Written task A. Pull out every line in the records below that contains the string "sheet", matching case exactly.

___ Excerpt to read ___

We continue to invest in coollearn.com and other supplementary online educational products, including online education platforms, technology content and mobile applications. This will help the company reach more students. In the first fiscal quarter, we generated net revenue of $7,400,000 in coollearned.com, representing a 37.5% increase year over year. Our platform offered over 2,000 online courses and over 9,600,000 cumulative registered users by the end of the first fiscal quarter. This has encouraged us to continue our endeavor towards online education.
In August 2014, we launched koo.cn, our new live broadcast open platform for both New Oriental and third party teachers. This platform currently offers more than 100 courses and achieved over 102,300 registrations in the first fiscal quarter. Additionally, our Donut or D O N U T is a series of game based mobile learning applications for children recorded over 9,000,000 downloads in the end of the first fiscal quarter. This product is now used in about 80 kindergarten and training institutions. Besides improvements in the coollearn.com offerings, I would also like to share with you some success we've achieved in developing other supplementary online education products and services under the New Angel brand, either independently or majority hold positions with other companies partnerships with other companies.
LE CI, an English language vocabulary training application we launched last quarter for mobile phones and tablets recorded over 436,000 users by the end of first fiscal quarter. The application provides a personalized learning curve to memorize vocabulary and generated positive feedback from the market. Also, it's encouraging to see that our Okay program, an online education platform for primary and secondary schools that we introduced in July has been used in several public high schools in China several public schools in China. Separately, regarding the strategic partnership with Tencent Holdings Limited that we developed for unique mobile based English language learning offerings, we are excited to see that the first product is under development and will be promoted through Tencent's online channels and Yunzhou's offline network once ready for launch. Now turning to the third level of our online education ecosystem.
We have invested in select online education companies with a minority stake. Our investments include alo7.com, a company providing customized digital course content for children and Terina, public company providing IT professional services education in China. Another investment is for dueshang.com, an education service platform connecting users and service providers in overseas study consulting, test preparation training and tutoring areas. The platform connects the users and service providers very well. It will allow us to access to more some useful data such as students' preferences and market information.

___

Written task B. Continue the online education excerpt above from the point where it stops.

___ Record extracts ___

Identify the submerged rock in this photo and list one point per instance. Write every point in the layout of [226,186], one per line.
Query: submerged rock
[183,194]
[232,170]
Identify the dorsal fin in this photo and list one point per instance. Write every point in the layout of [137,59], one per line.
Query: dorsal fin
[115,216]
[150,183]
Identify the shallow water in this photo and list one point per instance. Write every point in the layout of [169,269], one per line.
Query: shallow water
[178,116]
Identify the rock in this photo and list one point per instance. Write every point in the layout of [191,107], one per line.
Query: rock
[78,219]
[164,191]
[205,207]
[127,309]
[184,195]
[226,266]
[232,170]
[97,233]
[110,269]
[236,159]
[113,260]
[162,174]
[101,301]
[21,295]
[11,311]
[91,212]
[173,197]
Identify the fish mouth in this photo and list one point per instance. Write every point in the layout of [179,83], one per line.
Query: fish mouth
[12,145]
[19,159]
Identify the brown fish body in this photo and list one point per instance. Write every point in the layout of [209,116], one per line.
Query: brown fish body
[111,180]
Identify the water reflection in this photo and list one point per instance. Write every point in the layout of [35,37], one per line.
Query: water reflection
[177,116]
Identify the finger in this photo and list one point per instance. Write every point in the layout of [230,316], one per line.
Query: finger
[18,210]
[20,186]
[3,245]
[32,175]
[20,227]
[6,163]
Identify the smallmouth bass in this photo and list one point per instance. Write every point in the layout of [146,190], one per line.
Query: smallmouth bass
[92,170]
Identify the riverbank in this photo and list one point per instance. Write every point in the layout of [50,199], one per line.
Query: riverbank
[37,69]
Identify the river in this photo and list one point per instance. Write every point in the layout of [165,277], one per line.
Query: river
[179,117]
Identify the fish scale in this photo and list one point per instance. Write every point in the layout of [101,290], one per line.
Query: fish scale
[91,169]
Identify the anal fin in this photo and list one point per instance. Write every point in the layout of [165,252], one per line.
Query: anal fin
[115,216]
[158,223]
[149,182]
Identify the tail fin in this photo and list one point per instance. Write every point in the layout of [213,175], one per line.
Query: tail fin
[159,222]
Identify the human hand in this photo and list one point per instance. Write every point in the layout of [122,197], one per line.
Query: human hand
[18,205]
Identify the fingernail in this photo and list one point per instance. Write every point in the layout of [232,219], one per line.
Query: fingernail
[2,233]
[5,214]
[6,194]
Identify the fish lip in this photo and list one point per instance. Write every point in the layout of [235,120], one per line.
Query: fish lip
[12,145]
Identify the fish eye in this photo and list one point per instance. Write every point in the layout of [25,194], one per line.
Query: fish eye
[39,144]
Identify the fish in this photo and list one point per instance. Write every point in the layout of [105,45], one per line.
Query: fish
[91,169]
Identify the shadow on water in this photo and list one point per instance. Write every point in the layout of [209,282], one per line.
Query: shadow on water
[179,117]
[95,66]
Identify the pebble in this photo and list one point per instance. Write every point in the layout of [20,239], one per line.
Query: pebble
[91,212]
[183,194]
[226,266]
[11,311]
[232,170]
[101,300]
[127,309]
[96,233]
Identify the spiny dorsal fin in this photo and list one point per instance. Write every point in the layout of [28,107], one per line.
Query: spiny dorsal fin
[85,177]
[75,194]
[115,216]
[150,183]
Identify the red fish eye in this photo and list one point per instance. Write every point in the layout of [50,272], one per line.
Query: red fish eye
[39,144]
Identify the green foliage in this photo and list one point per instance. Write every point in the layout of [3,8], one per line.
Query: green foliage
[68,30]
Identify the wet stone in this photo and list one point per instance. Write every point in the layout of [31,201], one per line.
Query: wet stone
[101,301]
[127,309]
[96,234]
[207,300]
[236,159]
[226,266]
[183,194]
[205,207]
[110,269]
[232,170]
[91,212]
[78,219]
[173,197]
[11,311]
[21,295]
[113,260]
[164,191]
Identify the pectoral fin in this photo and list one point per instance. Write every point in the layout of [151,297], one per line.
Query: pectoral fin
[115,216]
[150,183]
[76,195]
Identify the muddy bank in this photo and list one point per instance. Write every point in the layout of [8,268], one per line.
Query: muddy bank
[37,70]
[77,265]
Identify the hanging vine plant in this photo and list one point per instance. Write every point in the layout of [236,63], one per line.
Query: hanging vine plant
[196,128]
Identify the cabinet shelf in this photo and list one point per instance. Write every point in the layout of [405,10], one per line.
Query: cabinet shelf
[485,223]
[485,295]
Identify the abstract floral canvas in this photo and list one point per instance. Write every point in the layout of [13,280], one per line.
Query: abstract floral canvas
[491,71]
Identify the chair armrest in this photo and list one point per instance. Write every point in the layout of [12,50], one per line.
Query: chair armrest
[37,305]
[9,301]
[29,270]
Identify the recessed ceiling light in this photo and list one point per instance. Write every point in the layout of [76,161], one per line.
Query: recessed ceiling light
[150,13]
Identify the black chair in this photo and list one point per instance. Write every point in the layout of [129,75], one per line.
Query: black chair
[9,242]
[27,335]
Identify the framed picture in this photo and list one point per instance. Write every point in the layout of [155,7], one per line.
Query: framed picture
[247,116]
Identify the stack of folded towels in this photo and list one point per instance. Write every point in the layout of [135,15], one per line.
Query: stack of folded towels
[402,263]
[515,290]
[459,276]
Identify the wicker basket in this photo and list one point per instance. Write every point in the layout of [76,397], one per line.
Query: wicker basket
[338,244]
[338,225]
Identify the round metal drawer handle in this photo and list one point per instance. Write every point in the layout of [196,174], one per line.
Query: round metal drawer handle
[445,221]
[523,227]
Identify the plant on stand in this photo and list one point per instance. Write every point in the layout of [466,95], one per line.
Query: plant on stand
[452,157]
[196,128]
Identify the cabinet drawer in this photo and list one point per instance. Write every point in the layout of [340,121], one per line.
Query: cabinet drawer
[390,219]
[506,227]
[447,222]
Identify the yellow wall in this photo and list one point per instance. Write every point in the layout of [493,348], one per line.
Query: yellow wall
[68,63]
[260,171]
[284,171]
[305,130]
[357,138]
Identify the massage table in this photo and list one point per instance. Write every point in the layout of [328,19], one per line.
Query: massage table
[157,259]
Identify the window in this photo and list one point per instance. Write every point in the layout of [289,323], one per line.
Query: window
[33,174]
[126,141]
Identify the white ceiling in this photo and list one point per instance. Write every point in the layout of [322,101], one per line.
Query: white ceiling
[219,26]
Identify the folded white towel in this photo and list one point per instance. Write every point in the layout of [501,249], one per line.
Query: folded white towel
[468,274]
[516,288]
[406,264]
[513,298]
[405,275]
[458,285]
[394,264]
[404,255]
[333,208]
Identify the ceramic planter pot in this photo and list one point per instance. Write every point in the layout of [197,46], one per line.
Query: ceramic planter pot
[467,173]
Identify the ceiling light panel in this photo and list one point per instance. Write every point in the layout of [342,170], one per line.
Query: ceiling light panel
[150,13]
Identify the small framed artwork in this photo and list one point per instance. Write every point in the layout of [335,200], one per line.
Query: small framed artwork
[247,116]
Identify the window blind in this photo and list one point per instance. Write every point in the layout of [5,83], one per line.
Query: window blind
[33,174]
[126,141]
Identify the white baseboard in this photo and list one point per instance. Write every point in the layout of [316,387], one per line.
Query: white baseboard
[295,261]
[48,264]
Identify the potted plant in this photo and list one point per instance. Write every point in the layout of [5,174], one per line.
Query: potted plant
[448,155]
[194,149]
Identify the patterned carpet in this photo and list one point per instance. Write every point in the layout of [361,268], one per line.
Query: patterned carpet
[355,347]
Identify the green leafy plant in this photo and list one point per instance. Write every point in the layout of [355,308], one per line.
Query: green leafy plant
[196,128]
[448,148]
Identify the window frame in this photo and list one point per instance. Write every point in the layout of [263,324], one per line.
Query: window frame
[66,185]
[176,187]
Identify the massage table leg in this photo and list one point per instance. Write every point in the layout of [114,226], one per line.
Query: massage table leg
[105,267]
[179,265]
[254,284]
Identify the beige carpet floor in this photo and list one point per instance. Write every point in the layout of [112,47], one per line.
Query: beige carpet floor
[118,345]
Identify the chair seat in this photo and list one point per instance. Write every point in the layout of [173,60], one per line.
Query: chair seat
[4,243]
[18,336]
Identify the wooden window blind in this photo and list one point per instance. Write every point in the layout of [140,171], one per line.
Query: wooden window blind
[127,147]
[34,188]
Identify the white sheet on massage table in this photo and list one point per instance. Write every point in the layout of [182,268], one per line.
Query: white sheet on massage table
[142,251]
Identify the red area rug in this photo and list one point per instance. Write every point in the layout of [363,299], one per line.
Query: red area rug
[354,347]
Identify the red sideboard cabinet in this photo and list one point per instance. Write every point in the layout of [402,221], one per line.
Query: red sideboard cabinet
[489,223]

___

Task output A.
Identify the white sheet on massage table in this photo and list one point per instance. Write every point in the layout of [182,268], one per line.
Query: white sheet on massage table

Task output B.
We think these investments are a good way to leverage the power of our brand and our learning resources by partnering with exciting young companies that have interesting business models or services that complement our own offerings. We will also further support New Rental's efforts to develop a comprehensive online and offline integrated ecosystem. All of this said, we believe it is clear that New Rental will drive new initiatives for both the core offline and developing online businesses going forward. We believe that this optimize the market strategy is a more comprehensive balanced go forward strategy to balance revenue growth and profitability in a fully integrated online and offline education ecosystems will optimize to extend our clear leadership position in China's education market. Now I'd like to turn the call over to Stephen Yang, our VP of Finance to provide more financial detail on our performance in the first quarter and describe our outlook for the upcoming quarter.
Stephen?
Speaker 3
Thank you, Louis. Hello, everyone. Now let's take a quick glance at some of the key financial metrics for the first fiscal quarter in addition to financials we mentioned in the beginning of the call. Selling and marketing expenses for the first fiscal quarter increased 16% year over year to US49.5 million dollars primarily due to the increase in selling and marketing staff compensation. General and administrative expenses for the quarter increased 9.7% year over year to US85.5 million dollars Total headcount at the August 2014 stood at about 32,300, an addition of about $2,300 from the same time last year.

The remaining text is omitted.